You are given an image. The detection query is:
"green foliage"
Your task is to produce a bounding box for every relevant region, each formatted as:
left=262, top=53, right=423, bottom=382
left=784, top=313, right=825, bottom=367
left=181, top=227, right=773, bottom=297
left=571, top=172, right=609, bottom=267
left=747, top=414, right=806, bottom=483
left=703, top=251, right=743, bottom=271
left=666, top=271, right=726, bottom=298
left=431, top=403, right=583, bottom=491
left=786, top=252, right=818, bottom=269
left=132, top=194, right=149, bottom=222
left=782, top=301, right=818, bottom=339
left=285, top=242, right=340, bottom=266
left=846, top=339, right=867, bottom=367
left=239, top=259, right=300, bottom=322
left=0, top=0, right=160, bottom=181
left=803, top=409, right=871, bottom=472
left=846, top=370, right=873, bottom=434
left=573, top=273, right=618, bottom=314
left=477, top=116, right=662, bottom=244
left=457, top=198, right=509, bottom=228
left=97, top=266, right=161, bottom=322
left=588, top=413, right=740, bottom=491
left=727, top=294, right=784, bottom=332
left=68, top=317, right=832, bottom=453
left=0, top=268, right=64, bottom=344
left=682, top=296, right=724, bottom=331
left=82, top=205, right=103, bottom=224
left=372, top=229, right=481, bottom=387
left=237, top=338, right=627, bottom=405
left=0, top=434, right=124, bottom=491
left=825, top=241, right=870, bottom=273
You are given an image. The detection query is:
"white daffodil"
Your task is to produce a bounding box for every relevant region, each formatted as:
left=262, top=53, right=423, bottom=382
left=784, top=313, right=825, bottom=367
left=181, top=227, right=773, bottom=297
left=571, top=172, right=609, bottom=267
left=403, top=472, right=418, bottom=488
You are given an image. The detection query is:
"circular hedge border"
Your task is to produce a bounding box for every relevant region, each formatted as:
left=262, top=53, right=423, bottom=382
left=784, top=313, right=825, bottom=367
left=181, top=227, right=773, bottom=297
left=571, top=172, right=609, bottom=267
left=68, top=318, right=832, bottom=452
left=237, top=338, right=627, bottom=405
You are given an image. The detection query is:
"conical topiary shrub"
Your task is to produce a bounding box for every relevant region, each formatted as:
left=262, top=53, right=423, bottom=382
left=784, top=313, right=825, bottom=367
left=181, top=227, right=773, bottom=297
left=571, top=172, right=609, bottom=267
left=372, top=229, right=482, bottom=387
────────────────────────────────────────
Copy all of the material above word for word.

→ **WRITTEN RESPONSE**
You are given an image. The detection query is:
"green foliage"
Your task is to produce a bounding box for every relevant region, each formatted as:
left=262, top=53, right=423, bottom=382
left=784, top=313, right=825, bottom=367
left=181, top=227, right=773, bottom=297
left=571, top=172, right=609, bottom=267
left=747, top=414, right=806, bottom=483
left=703, top=251, right=743, bottom=271
left=666, top=271, right=726, bottom=298
left=431, top=403, right=583, bottom=491
left=786, top=252, right=818, bottom=269
left=132, top=194, right=149, bottom=222
left=782, top=301, right=818, bottom=339
left=285, top=242, right=340, bottom=266
left=846, top=339, right=867, bottom=367
left=239, top=259, right=300, bottom=322
left=0, top=0, right=160, bottom=181
left=803, top=409, right=871, bottom=472
left=846, top=370, right=873, bottom=434
left=573, top=273, right=618, bottom=314
left=477, top=116, right=662, bottom=244
left=457, top=198, right=509, bottom=228
left=97, top=266, right=161, bottom=322
left=588, top=413, right=740, bottom=491
left=727, top=294, right=784, bottom=332
left=68, top=317, right=832, bottom=453
left=0, top=268, right=64, bottom=344
left=682, top=296, right=724, bottom=331
left=82, top=205, right=103, bottom=224
left=372, top=229, right=481, bottom=387
left=237, top=338, right=627, bottom=405
left=0, top=434, right=124, bottom=491
left=825, top=241, right=870, bottom=273
You are given an image. The detection query is:
"white daffodil"
Your task is to produce a bounding box for every relevant region, each formatted as:
left=262, top=53, right=423, bottom=382
left=784, top=313, right=825, bottom=367
left=181, top=227, right=773, bottom=297
left=571, top=172, right=609, bottom=267
left=403, top=472, right=418, bottom=488
You are given an image. The detection query is:
"circular hedge border"
Your task is to produce a bounding box for every relevant region, each formatted as:
left=262, top=53, right=423, bottom=382
left=784, top=313, right=825, bottom=367
left=181, top=227, right=773, bottom=297
left=571, top=172, right=609, bottom=267
left=68, top=318, right=832, bottom=452
left=237, top=338, right=627, bottom=405
You are given an image. The detection query is:
"conical topiary shrub"
Your task is to produce a bounding box for every relevant region, each formatted as:
left=262, top=53, right=423, bottom=382
left=784, top=313, right=825, bottom=367
left=181, top=227, right=773, bottom=297
left=571, top=172, right=609, bottom=267
left=372, top=229, right=482, bottom=387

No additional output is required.